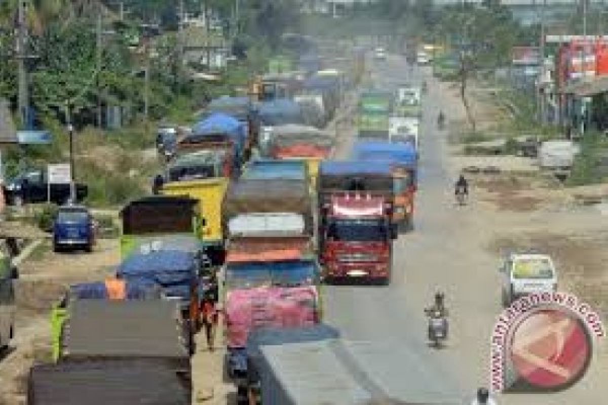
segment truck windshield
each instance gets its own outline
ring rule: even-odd
[[[519,259],[513,263],[513,277],[516,279],[551,279],[553,268],[548,259]]]
[[[226,269],[226,288],[311,285],[317,275],[316,265],[309,260],[230,264]]]
[[[84,222],[86,221],[88,213],[85,210],[69,209],[60,211],[57,214],[58,222]]]
[[[345,242],[379,242],[386,240],[389,235],[382,220],[339,219],[329,224],[327,236]]]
********
§ WHAT YOU HAVE TO DO: Reproduce all of the lines above, including the requests, and shift each coordinate in the polygon outlines by adding 4 to it. Omit the pictures from your answer.

§ COMPLETED TASK:
segment truck windshield
each instance gets its own outline
ring rule: even-odd
[[[523,263],[517,267],[517,281],[520,283],[555,283],[557,272],[552,263]]]
[[[230,273],[230,292],[315,289],[321,279],[320,269],[313,264],[234,268]]]
[[[88,226],[90,225],[92,217],[89,214],[73,213],[64,215],[61,218],[62,226]]]
[[[349,246],[383,246],[390,244],[393,239],[386,224],[343,223],[333,228],[331,240]]]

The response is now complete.